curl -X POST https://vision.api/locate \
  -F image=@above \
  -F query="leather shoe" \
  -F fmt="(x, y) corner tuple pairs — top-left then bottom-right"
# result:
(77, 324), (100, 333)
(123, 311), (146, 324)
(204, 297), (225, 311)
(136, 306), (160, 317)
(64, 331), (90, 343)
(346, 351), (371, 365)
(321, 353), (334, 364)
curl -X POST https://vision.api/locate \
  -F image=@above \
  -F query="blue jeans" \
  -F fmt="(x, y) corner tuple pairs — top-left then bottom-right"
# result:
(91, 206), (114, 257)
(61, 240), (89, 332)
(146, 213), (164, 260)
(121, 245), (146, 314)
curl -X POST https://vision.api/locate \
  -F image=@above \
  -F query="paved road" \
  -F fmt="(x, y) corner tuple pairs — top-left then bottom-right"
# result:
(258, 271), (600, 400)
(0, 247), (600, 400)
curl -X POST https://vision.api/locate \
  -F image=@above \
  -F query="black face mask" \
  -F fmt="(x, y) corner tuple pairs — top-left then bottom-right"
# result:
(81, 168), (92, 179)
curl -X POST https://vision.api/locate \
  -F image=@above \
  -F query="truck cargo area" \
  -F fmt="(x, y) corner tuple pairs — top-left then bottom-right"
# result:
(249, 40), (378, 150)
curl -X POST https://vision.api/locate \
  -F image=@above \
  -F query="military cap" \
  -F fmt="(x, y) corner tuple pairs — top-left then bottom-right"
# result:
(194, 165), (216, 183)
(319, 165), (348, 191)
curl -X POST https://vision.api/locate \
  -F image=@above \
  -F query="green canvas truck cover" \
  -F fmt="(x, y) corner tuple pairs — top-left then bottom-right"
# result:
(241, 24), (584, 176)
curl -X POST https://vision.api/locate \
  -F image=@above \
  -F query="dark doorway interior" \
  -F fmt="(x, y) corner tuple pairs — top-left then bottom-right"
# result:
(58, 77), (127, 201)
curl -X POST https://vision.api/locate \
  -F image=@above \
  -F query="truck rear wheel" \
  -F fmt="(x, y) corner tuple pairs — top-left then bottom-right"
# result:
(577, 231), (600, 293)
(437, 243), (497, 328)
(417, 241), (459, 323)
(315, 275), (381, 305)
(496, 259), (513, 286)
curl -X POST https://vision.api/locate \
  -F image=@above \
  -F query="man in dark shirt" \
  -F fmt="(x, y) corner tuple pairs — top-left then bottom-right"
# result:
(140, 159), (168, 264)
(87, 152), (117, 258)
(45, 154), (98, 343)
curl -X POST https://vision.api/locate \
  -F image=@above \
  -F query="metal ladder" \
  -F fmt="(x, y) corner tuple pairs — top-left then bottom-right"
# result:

+++++

_Job:_
Reproduce every entry above verbatim, line for line, without altering a single character.

_Task result:_
curl -X POST https://vision.api/locate \
  -F image=@above \
  -F query="leather shoe" \
  -F fmt="(x, y) corner tuple pairs — top-left then bottom-right"
# result:
(77, 324), (100, 333)
(123, 311), (146, 324)
(204, 297), (225, 311)
(136, 306), (160, 317)
(64, 331), (90, 343)
(346, 351), (371, 365)
(321, 353), (334, 364)
curl -X POST https://vision.api/locate \
  -F image=@above \
  -F query="blue jeans" \
  -F fmt="(x, y) corner tuple pairs — top-left then bottom-right"
# result:
(91, 206), (114, 257)
(61, 240), (89, 332)
(146, 213), (164, 260)
(121, 245), (146, 314)
curl -X POST https://vision.api/locate \
  -F image=@above \
  -F query="paved road" \
  -F fmt="(x, y) corner tuple pairs — top-left then bottom-right"
# result:
(258, 271), (600, 400)
(0, 247), (600, 400)
curl -X POST https://vision.api/locate \
  -F image=@above \
  -F query="black face mask" \
  -F fmt="(x, y) corner tuple pairs — top-left then bottom-right"
# result:
(81, 168), (92, 179)
curl -X POST https://vision.api/locate \
  -F image=@above \
  -F query="truck cargo area" \
  -F fmt="(x, y) corner tuple pairs — top-left then bottom-right"
# result:
(249, 40), (378, 150)
curl -X POST https://vision.api/locate \
  -F image=@above \
  -F query="military cap" \
  -F fmt="(x, y) corner tuple pairs — top-left then bottom-right"
# result:
(194, 165), (216, 183)
(319, 165), (348, 191)
curl -X POST https://vision.api/locate \
  -F image=@above \
  -F query="green canvas truck cover" \
  -F fmt="(x, y) corner tuple pairs — top-left then bottom-right"
# result:
(241, 24), (584, 176)
curl -X POST https://vision.api/locate \
  -F image=@above \
  -F query="dark doorway interior" \
  -F fmt="(x, y) corner tuple pairs — top-left then bottom-right"
# result:
(58, 77), (127, 201)
curl -X POST https://vision.api/locate \
  -F image=@above \
  -F query="truck rear wheel" \
  -F fmt="(x, y) corner tuple pairs — top-left then bottom-right"
# result:
(577, 231), (600, 293)
(437, 243), (497, 328)
(417, 241), (459, 323)
(315, 275), (381, 305)
(496, 259), (513, 286)
curl -X POST https://vision.api/locate \
  -F image=@above \
  -F query="man in dark shirt" \
  -F fmt="(x, y) corner tuple pairs — top-left then bottom-right"
# result:
(140, 159), (168, 264)
(87, 152), (117, 258)
(45, 154), (98, 343)
curl -X POST https://vision.api/locate \
  -F image=@above \
  -F query="metal ladder" \
  -F fmt="(x, y) corner tuple pairs — top-left then bottom-right"
# result:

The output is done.